**What to produce**
The answer must be an exact copy of the records below, with every picture left out.
BEGIN Provided information
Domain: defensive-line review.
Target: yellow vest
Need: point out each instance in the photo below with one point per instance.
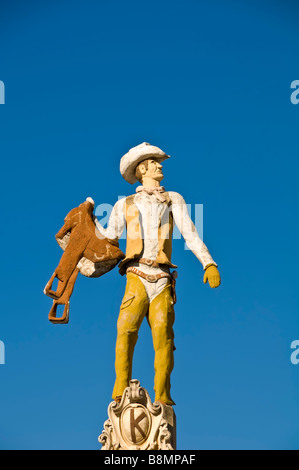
(134, 235)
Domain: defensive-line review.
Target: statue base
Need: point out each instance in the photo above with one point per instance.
(138, 424)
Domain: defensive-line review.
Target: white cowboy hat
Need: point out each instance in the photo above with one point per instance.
(136, 155)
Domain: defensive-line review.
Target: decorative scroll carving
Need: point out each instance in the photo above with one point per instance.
(138, 424)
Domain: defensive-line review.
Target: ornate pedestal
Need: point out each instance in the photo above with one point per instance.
(138, 424)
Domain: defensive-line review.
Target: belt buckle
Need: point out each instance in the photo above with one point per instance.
(151, 278)
(149, 262)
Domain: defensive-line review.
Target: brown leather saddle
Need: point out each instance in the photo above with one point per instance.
(86, 251)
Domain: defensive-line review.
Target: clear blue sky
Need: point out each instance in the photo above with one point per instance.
(208, 82)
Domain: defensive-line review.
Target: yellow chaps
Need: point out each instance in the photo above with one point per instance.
(160, 313)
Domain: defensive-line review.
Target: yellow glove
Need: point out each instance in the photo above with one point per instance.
(212, 275)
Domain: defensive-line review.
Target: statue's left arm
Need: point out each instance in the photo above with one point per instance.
(193, 241)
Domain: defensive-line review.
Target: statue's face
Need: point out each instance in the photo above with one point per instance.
(153, 170)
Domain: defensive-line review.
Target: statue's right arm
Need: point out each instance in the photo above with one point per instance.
(117, 221)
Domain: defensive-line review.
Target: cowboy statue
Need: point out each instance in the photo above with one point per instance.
(149, 216)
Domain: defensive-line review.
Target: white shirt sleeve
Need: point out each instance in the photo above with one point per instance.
(116, 223)
(187, 228)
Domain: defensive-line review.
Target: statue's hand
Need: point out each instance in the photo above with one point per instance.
(212, 275)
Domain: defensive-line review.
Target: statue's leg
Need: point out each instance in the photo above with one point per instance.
(132, 311)
(161, 319)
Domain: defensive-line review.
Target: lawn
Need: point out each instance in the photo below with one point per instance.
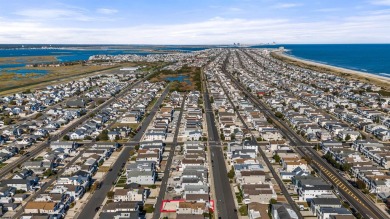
(2, 165)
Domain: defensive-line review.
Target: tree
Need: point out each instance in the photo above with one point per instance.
(231, 173)
(104, 135)
(276, 158)
(7, 121)
(279, 115)
(346, 167)
(273, 201)
(110, 194)
(360, 184)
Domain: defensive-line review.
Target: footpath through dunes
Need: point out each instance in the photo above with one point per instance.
(378, 80)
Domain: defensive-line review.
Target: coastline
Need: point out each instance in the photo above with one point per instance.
(365, 77)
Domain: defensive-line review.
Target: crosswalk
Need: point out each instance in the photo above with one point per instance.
(337, 182)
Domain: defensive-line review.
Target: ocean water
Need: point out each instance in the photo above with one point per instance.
(66, 53)
(369, 58)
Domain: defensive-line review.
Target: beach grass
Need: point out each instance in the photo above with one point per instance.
(27, 59)
(11, 82)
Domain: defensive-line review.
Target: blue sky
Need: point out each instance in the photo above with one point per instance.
(194, 22)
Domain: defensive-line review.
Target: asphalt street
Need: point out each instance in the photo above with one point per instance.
(225, 204)
(353, 196)
(42, 145)
(268, 163)
(98, 197)
(163, 187)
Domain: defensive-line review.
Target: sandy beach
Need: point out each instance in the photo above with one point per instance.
(378, 80)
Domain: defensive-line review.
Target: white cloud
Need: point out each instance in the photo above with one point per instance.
(328, 9)
(287, 5)
(367, 28)
(106, 11)
(380, 2)
(53, 14)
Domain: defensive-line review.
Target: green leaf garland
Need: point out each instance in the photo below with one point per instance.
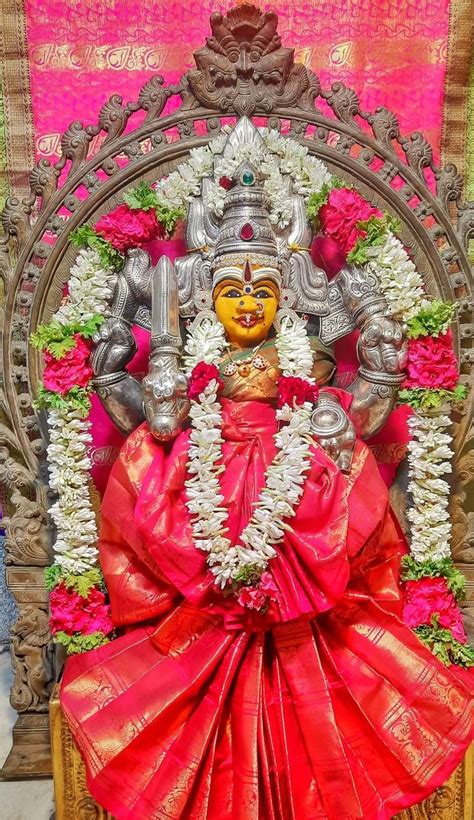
END Provided information
**Solution to this task**
Domain: defensive-line review.
Target: yellow vest
Need: point out each instance in the photo below with one point per instance.
(134, 235)
Domain: defensive-line review.
Target: statue base
Need: point out each instance in the photo above with one point per instance.
(138, 424)
Domain: defensive-line review.
Target: white cowboy hat
Need: point out each instance in the photo above with one point per instance.
(136, 155)
Domain: defensive-line review.
Target: decorative scroll carving
Need: point out each instance in the photo above with one point per instance.
(138, 424)
Domain: defensive-line review.
Target: ornate pedestal
Need: point out each instance in the photo above with one point per instance.
(138, 424)
Domain: defensive-line review.
Target: belt buckle
Need: point out each instance in the photo above with one point per instance.
(151, 278)
(149, 262)
Domain: defensive-line review.
Target: brown leather saddle
Need: point out each instance in the photo above with one point per instance.
(86, 251)
Domain: defensive-line review.
Target: clear blue sky
Need: point out each instance in the photo above with one point per instance.
(208, 82)
Domain: defensive-line review.
Target: yellow chaps
Need: point out each instance in the photo above with one point per instance.
(160, 313)
Domain: defensive-line review.
Target: yellow glove
Need: point out each instance in the photo above with one point per instance.
(212, 275)
Domain: defensive-line review.
Target: statue's left arm
Need: point out each instance in the photo above with one point per instance.
(193, 241)
Domain: defensive-line review.
Target: statue's face
Need: point out each instance in the photo above with one point per instance.
(153, 170)
Domain: defensive-line review.
Target: statue's right arm
Need: point out each instance in the photo above with one point per instance.
(117, 221)
Domain: defensive-line review.
Target: cowboy statue
Need: point out each instance in the photo above with one point per instance.
(149, 216)
Domain: defensive-line review.
Target: white shirt sleeve
Need: point out each instance in the photo above with one point per instance.
(116, 223)
(187, 228)
Domain: defensive-line review.
Target: statue's hand
Need: point out each instance in the photo above with one point per instance.
(212, 275)
Domain: defensive-line review.
Target: statue's leg
Need: point out each instance in the photo above with one point per instance.
(132, 311)
(161, 319)
Domain: defensive-line review.
Target: lawn
Need: point out each instance in the photo below with one point per instance.
(2, 165)
Domain: defensive-line review.
Target: tree
Need: point out each instance in the photo above with one point per instance.
(231, 173)
(104, 135)
(276, 158)
(7, 121)
(279, 115)
(346, 167)
(273, 201)
(110, 194)
(360, 184)
Domain: defensive-line review.
Target: footpath through dunes
Need: point out each instance in the photo above with one point per instance.
(378, 80)
Domain: defensive-line review.
Target: coastline
Need: point out each instance in the photo above with one point per instance.
(365, 77)
Domain: defensive-line review.
Target: crosswalk
Need: point out each instance in the photo above with one point per instance.
(337, 182)
Domain: defensive-line review.
Target: ocean water
Need: point out each instance in the photo above with one point per instance.
(66, 53)
(369, 58)
Domain: defensive-line review.
Target: beach grass
Need: point out each instance in the photo above with one point per instance.
(27, 59)
(11, 82)
Domain: defensive-line review.
Target: blue sky
Need: point out each instance in the photo above with one point per instance.
(194, 22)
Domain: defensive-line review.
Target: asphalt street
Need: point out each instance in the photo above with one point per instance.
(225, 204)
(353, 196)
(42, 145)
(268, 163)
(98, 197)
(163, 187)
Domain: defensive-line review.
Target: sandy beach
Need: point out each instance in the photo above with one point per instance.
(378, 80)
Domain: defensive-line review.
Target: white cloud
Need: point out each instance in the photo above with one point per instance.
(328, 9)
(287, 5)
(367, 28)
(106, 11)
(380, 2)
(53, 14)
Domain: defensive-line review.
Target: green leaf garland
Need: point out each instance in the photo below with one point per instance.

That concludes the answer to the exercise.